WORK REQUIRED:
Quote exactly the lines running from the line with "Reviewer check: make sure each instance of the reservoir" to the end of the entries, including both, and nothing else.

*** Opening DATA FOR PROCESSING ***

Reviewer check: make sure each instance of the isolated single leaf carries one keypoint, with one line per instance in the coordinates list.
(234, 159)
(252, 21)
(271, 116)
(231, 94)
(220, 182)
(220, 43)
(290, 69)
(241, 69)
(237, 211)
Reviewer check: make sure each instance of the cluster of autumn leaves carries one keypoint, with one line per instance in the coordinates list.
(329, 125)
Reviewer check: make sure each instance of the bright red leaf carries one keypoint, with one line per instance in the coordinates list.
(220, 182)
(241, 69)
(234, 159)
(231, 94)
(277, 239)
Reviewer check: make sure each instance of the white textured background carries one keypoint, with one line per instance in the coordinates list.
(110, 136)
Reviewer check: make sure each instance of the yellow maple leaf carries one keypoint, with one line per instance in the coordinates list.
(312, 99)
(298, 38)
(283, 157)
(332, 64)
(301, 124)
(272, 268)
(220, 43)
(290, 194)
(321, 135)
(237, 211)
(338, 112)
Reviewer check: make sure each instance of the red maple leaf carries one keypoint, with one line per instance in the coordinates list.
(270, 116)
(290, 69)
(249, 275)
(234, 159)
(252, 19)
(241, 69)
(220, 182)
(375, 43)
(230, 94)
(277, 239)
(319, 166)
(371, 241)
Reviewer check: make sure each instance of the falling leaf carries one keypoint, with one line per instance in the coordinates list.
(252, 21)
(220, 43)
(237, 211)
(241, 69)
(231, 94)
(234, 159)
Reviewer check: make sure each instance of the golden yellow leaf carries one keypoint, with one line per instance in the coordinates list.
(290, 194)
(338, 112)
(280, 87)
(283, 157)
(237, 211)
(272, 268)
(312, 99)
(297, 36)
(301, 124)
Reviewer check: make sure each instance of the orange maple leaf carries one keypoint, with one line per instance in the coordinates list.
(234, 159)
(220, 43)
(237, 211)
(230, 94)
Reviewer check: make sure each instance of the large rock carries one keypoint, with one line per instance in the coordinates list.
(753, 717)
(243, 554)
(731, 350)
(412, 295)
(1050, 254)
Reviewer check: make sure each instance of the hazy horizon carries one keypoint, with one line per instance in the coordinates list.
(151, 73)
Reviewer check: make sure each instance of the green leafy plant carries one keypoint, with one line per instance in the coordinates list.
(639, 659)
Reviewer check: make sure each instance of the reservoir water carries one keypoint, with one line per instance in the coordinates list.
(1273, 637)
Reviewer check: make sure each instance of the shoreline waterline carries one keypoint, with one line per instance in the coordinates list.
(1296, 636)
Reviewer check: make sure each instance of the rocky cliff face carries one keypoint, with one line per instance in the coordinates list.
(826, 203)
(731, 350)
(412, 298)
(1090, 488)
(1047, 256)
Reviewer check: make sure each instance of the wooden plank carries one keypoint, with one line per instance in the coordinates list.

*** Closing DATA FOR PROCESSING ***

ANSWER SECTION:
Reviewer check: make sure each instance of the reservoir water carries one keypoint, with one line per instance in the coordinates list.
(1273, 637)
Reviewer check: make sure each instance of the shoreline waterline carries one keypoint, with one line per instance in the coordinates list.
(1296, 636)
Reviewer check: make sure each instance of the rocky cliff face carries one keypoint, with one line per instance in the coordinates list.
(826, 203)
(731, 350)
(412, 298)
(1090, 488)
(1047, 256)
Reviewer check: make sure each instance of the wooden plank carries one keypoint, with one line per instance in the coordinates list.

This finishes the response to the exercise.